Dataset entries section start

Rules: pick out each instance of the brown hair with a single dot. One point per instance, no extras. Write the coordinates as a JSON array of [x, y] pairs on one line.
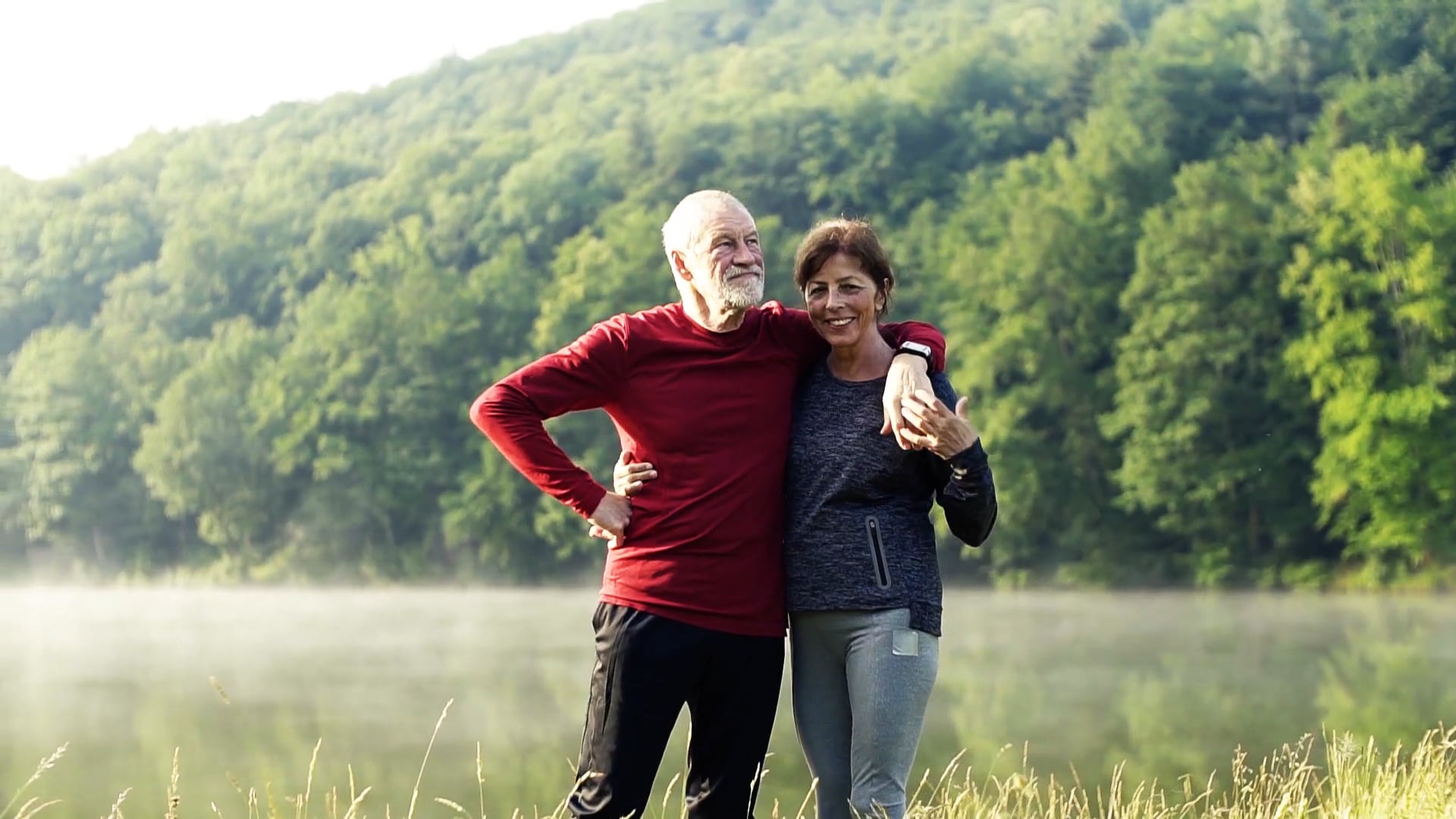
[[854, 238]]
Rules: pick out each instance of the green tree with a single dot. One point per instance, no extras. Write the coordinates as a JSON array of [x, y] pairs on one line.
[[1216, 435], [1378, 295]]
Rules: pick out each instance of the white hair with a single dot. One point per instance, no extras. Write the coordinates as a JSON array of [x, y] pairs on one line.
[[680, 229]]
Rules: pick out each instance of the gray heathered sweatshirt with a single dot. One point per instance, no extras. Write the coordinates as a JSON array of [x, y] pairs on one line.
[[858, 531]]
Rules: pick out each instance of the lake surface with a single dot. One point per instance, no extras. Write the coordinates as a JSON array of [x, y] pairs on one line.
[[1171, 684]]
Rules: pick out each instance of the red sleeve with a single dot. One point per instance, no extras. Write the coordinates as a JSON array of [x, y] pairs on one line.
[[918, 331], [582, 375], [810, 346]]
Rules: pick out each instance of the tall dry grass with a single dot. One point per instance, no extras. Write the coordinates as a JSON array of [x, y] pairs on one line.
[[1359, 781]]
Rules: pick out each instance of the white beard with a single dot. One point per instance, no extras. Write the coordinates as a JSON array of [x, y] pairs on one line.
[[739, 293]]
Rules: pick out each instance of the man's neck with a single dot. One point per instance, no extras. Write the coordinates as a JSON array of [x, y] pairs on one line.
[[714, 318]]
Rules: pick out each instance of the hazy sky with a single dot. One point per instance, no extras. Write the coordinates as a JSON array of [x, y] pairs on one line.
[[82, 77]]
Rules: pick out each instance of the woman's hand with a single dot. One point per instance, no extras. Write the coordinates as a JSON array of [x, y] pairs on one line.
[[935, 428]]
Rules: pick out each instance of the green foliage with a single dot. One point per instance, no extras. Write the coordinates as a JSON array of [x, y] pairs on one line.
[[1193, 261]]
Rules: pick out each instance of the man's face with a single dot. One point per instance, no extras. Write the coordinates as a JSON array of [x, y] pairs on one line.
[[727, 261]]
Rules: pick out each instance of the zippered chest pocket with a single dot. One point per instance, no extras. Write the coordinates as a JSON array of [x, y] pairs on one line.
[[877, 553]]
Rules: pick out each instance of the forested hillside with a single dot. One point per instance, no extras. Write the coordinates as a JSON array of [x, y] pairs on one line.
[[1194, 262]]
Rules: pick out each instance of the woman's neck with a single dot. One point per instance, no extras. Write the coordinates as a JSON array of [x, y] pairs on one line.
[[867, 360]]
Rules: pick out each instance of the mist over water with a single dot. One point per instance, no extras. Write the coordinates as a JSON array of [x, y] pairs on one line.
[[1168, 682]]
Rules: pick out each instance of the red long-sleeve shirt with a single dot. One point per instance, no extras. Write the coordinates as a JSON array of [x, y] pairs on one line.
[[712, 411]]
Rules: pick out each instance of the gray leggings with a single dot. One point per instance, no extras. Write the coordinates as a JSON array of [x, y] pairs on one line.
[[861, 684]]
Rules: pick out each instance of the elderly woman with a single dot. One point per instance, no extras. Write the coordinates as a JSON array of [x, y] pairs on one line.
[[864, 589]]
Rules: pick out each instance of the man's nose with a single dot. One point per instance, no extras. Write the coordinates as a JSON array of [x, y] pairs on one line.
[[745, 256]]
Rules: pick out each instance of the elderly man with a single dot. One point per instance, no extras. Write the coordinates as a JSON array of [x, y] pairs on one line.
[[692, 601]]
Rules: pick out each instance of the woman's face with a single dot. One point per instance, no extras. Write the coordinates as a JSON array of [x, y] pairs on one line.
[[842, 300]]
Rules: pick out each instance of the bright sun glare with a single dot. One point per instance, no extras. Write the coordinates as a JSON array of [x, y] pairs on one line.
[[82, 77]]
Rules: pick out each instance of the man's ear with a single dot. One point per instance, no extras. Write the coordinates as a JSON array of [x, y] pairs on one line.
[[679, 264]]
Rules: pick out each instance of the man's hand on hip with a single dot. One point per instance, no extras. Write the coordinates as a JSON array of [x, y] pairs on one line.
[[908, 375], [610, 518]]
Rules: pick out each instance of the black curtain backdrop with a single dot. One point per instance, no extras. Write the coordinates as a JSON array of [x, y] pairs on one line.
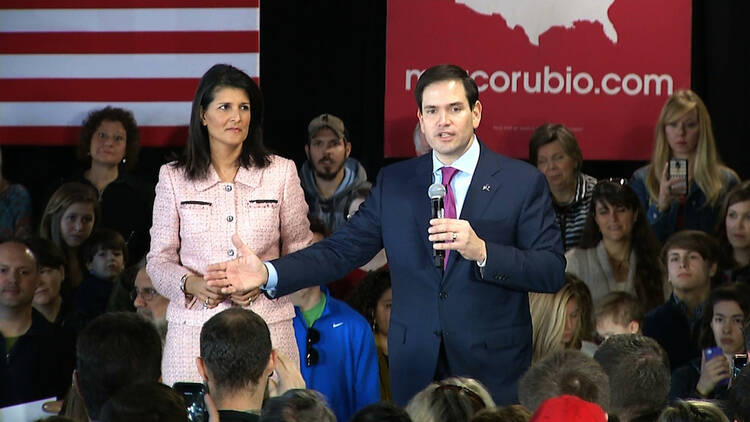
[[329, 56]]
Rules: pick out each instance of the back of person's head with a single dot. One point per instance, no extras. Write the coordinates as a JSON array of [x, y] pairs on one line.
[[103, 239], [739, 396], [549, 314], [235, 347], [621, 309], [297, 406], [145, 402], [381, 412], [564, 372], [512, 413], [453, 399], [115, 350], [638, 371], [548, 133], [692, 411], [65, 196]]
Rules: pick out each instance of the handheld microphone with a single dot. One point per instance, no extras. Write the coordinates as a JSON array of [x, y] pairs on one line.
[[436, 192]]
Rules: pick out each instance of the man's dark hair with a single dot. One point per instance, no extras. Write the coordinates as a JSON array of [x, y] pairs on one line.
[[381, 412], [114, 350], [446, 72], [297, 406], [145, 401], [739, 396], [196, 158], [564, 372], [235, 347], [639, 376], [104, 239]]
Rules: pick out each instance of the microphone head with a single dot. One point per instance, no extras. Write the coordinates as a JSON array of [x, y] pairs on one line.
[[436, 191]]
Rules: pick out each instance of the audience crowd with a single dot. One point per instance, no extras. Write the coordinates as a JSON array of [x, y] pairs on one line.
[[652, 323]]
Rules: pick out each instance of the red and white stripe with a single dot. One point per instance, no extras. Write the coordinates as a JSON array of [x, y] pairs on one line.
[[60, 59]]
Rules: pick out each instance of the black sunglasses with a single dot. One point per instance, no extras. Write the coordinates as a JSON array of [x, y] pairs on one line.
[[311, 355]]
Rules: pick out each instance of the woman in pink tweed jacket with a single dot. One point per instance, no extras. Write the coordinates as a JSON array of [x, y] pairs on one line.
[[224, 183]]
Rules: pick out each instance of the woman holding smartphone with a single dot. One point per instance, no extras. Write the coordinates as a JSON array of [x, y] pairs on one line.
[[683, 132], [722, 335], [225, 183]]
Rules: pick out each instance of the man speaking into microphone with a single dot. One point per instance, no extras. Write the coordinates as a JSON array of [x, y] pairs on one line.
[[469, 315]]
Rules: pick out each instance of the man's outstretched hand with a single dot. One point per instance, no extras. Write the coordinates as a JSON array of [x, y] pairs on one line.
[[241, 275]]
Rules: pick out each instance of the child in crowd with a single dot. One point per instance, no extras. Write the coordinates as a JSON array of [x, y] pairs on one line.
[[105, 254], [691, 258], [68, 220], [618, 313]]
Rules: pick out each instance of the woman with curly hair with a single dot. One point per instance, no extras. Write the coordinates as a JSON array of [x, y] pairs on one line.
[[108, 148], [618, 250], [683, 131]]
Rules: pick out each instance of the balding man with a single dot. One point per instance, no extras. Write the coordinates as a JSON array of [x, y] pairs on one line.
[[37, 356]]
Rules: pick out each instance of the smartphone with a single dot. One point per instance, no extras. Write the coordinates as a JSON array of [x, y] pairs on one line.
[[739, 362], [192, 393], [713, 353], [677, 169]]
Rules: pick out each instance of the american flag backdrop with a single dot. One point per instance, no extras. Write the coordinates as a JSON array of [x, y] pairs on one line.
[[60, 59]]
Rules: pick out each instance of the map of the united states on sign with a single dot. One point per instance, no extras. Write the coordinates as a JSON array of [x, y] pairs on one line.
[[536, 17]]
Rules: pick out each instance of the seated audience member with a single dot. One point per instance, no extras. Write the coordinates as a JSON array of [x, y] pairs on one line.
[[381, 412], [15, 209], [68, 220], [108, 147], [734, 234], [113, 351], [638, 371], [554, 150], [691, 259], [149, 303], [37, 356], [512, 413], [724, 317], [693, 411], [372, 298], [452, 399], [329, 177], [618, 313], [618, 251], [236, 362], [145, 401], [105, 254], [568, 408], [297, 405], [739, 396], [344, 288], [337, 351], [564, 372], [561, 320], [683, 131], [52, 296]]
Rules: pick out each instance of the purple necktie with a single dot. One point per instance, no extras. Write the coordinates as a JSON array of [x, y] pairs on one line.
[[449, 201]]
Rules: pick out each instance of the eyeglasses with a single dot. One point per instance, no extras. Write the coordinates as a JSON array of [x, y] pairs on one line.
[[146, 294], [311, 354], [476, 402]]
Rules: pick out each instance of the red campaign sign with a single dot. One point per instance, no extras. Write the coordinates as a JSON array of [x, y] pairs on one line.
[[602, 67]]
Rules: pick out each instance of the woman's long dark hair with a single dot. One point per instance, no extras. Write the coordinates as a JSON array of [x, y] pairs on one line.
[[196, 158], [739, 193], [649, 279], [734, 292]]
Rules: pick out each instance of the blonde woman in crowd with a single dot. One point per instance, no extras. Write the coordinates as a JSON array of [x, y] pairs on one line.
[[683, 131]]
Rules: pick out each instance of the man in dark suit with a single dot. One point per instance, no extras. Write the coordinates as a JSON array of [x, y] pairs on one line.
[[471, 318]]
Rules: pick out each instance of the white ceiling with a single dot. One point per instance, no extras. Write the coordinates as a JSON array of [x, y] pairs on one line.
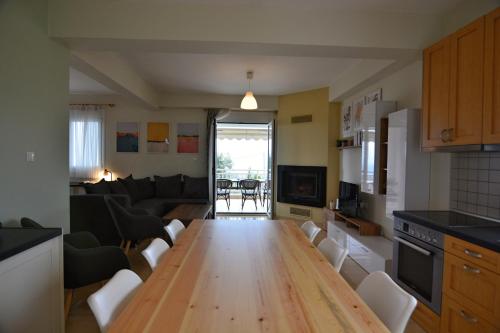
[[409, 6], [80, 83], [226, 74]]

Dataset entries section end

- _Work item_
Beginning with the line that contains "Rules: pick out each instance of the man in", print exactly every line through the end of the records, both included. Omit the pictures.

- _Output of the task_
Rules: pick out each instance of the man in dark suit with a single dot. One point per instance, no extras. Write the coordinates as a JSON array of [x, y] pairs on one line.
[[471, 318]]
Rules: pick out each instance of the white ceiling with a single dot. One point per instance, no extras. Write the coordinates as a JSON array of [x, y] pairs on one line.
[[409, 6], [80, 83], [226, 74]]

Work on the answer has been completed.